[Items from a collection]

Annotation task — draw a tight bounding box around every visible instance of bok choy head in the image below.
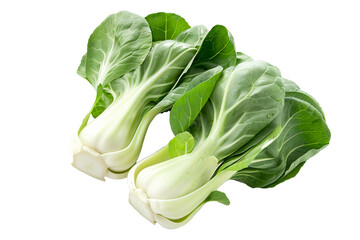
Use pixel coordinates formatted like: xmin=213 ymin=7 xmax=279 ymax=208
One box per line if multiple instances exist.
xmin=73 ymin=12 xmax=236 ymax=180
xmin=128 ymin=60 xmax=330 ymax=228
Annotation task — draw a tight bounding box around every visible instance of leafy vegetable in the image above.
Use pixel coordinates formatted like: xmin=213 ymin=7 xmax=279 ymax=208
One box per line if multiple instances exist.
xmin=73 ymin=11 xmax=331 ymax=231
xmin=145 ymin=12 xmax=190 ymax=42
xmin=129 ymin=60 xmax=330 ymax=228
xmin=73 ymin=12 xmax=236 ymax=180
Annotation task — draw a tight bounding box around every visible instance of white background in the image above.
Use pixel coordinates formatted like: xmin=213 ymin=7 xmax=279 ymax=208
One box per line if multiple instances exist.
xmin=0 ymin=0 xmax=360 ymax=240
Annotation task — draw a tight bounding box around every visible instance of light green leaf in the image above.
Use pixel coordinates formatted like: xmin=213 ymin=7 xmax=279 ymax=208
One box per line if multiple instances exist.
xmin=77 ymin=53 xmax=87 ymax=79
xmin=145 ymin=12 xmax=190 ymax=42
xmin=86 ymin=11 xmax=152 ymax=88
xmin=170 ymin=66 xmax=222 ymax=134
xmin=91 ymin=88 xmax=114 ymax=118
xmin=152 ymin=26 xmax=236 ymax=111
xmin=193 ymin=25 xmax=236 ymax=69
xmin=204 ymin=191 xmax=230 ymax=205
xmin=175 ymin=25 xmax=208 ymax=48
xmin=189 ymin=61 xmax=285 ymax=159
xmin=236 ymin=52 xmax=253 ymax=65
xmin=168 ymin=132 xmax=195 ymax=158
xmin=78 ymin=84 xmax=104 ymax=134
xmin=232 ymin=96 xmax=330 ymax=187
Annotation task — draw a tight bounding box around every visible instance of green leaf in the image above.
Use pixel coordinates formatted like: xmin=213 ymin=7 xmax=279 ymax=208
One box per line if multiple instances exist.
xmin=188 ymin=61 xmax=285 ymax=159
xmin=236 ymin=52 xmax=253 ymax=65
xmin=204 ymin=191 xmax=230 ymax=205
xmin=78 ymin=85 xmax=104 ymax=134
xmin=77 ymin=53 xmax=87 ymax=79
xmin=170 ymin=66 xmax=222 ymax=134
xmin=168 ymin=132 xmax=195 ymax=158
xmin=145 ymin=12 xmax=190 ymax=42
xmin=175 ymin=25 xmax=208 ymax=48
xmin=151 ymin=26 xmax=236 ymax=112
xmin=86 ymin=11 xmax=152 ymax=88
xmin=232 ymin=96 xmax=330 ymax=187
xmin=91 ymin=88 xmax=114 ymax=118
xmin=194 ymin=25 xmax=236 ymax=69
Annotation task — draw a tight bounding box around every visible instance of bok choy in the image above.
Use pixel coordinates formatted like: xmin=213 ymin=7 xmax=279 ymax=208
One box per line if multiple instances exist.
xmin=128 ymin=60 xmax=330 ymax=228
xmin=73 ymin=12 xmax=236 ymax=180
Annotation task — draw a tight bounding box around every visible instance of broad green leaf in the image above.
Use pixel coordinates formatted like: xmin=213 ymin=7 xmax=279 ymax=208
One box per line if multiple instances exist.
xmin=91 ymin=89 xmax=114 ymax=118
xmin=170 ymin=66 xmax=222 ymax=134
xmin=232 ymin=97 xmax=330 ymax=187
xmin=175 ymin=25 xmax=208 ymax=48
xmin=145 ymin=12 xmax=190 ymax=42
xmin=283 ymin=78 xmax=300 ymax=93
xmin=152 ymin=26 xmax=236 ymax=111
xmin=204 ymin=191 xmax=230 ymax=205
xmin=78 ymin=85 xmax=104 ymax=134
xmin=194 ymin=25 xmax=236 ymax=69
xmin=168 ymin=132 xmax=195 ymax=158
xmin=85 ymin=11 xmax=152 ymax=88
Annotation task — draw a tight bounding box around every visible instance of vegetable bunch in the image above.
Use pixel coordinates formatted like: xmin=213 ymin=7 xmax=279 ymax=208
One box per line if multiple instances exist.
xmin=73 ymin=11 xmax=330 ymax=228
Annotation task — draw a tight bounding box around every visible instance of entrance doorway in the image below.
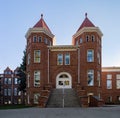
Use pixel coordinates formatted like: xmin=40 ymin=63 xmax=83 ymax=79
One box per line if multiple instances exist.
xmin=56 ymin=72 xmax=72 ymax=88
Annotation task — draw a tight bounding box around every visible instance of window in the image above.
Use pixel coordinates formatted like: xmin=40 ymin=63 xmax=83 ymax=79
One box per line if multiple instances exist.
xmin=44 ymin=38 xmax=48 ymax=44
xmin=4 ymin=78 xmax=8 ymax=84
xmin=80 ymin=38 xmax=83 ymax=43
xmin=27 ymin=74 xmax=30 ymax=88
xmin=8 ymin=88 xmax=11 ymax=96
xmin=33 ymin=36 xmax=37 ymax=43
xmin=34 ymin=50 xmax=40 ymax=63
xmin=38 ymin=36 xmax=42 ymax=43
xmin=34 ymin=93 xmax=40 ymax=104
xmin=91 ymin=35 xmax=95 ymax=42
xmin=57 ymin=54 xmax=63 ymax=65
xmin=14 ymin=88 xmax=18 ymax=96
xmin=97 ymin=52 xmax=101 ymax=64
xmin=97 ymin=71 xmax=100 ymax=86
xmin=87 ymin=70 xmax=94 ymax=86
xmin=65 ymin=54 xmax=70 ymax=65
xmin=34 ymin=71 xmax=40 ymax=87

Short problem: Copy all the items above word for word, but leave out the pictures.

Completed task:
Annotation task — draw a tight bounding box around every visible instance of bok choy head in the image below.
Use pixel coordinates formatted like: xmin=213 ymin=7 xmax=279 ymax=208
One box per line if multiple instances exist.
xmin=73 ymin=12 xmax=236 ymax=180
xmin=128 ymin=60 xmax=330 ymax=228
Annotation task — draw a tight bounding box around every visible instance of leafy vegetable in the image above.
Use pixel coordinates formatted like: xmin=213 ymin=7 xmax=279 ymax=208
One box per line if multiple instances exist.
xmin=73 ymin=11 xmax=331 ymax=231
xmin=145 ymin=12 xmax=190 ymax=42
xmin=129 ymin=60 xmax=330 ymax=228
xmin=73 ymin=12 xmax=236 ymax=180
Annotation task — draw a tight bounding box around every visible instance of white background in the image above.
Use pixel coordinates formatted like: xmin=213 ymin=7 xmax=279 ymax=208
One box per line if multiple instances exist.
xmin=0 ymin=0 xmax=360 ymax=240
Annotation task — draw a tight bounding box around every visible instance of light green leaf in the image above.
Use pixel coordinates formatted like: xmin=213 ymin=7 xmax=279 ymax=208
One box per line if multiple instances exist.
xmin=77 ymin=53 xmax=87 ymax=79
xmin=145 ymin=12 xmax=190 ymax=42
xmin=86 ymin=11 xmax=152 ymax=88
xmin=170 ymin=66 xmax=222 ymax=134
xmin=91 ymin=88 xmax=114 ymax=118
xmin=152 ymin=26 xmax=236 ymax=111
xmin=193 ymin=25 xmax=236 ymax=69
xmin=204 ymin=191 xmax=230 ymax=205
xmin=175 ymin=25 xmax=208 ymax=48
xmin=189 ymin=61 xmax=285 ymax=159
xmin=236 ymin=52 xmax=253 ymax=65
xmin=168 ymin=132 xmax=195 ymax=158
xmin=78 ymin=84 xmax=104 ymax=134
xmin=232 ymin=96 xmax=330 ymax=187
Annotation task — draw a tight bounding box around every visible instance of green leaf in the image above.
Use pixel coordinates formatted like: xmin=213 ymin=7 xmax=279 ymax=208
One box per line if multiple instances exist.
xmin=188 ymin=61 xmax=285 ymax=159
xmin=236 ymin=52 xmax=253 ymax=65
xmin=204 ymin=191 xmax=230 ymax=205
xmin=78 ymin=85 xmax=104 ymax=134
xmin=77 ymin=53 xmax=87 ymax=79
xmin=170 ymin=66 xmax=222 ymax=134
xmin=168 ymin=132 xmax=195 ymax=158
xmin=145 ymin=12 xmax=190 ymax=42
xmin=175 ymin=25 xmax=208 ymax=48
xmin=151 ymin=26 xmax=236 ymax=112
xmin=86 ymin=11 xmax=152 ymax=88
xmin=232 ymin=96 xmax=330 ymax=187
xmin=91 ymin=88 xmax=114 ymax=118
xmin=194 ymin=25 xmax=236 ymax=69
Annotation task — draw a tight bounding box around every visible instance of bok choy in the image above.
Use pixel coordinates formatted like: xmin=213 ymin=7 xmax=279 ymax=208
One box per line if multiple instances exist.
xmin=128 ymin=60 xmax=330 ymax=228
xmin=73 ymin=12 xmax=236 ymax=180
Annotation task — draw a tight bounding box around every visible instance of broad green leaf in the image above.
Use pixel coordinates formatted like: xmin=213 ymin=7 xmax=279 ymax=208
One box per line if multiple instances exist.
xmin=91 ymin=89 xmax=114 ymax=118
xmin=170 ymin=66 xmax=222 ymax=134
xmin=232 ymin=97 xmax=330 ymax=187
xmin=175 ymin=25 xmax=208 ymax=48
xmin=145 ymin=12 xmax=190 ymax=42
xmin=283 ymin=78 xmax=300 ymax=93
xmin=152 ymin=26 xmax=236 ymax=111
xmin=204 ymin=191 xmax=230 ymax=205
xmin=78 ymin=85 xmax=104 ymax=134
xmin=194 ymin=25 xmax=236 ymax=69
xmin=168 ymin=132 xmax=195 ymax=158
xmin=85 ymin=11 xmax=152 ymax=88
Annotation task — draw a tight bounding box around every visible instance of vegetable bunch in the image above.
Use pixel coordinates formatted like: xmin=213 ymin=7 xmax=279 ymax=208
One box per line if multiple instances exist.
xmin=73 ymin=11 xmax=330 ymax=228
Annotation task — draw a tight bounding box around every visible instance of entrance doorway in the image below.
Use pixel coordinates formatted like: xmin=40 ymin=63 xmax=83 ymax=79
One box per line if multiple instances exist.
xmin=56 ymin=72 xmax=72 ymax=88
Annotation task — draw a tight bounding box around every visible instance of window in the image above.
Use pixel coordinates formatted like: xmin=40 ymin=63 xmax=83 ymax=79
One box per line if multiple instances exist.
xmin=44 ymin=38 xmax=48 ymax=44
xmin=4 ymin=78 xmax=8 ymax=84
xmin=80 ymin=38 xmax=83 ymax=43
xmin=27 ymin=74 xmax=30 ymax=88
xmin=8 ymin=88 xmax=11 ymax=96
xmin=33 ymin=36 xmax=37 ymax=43
xmin=34 ymin=50 xmax=40 ymax=63
xmin=38 ymin=36 xmax=42 ymax=43
xmin=34 ymin=93 xmax=40 ymax=104
xmin=91 ymin=35 xmax=95 ymax=42
xmin=57 ymin=54 xmax=63 ymax=65
xmin=14 ymin=88 xmax=18 ymax=96
xmin=97 ymin=52 xmax=101 ymax=64
xmin=97 ymin=71 xmax=100 ymax=86
xmin=87 ymin=70 xmax=94 ymax=86
xmin=65 ymin=54 xmax=70 ymax=65
xmin=34 ymin=71 xmax=40 ymax=87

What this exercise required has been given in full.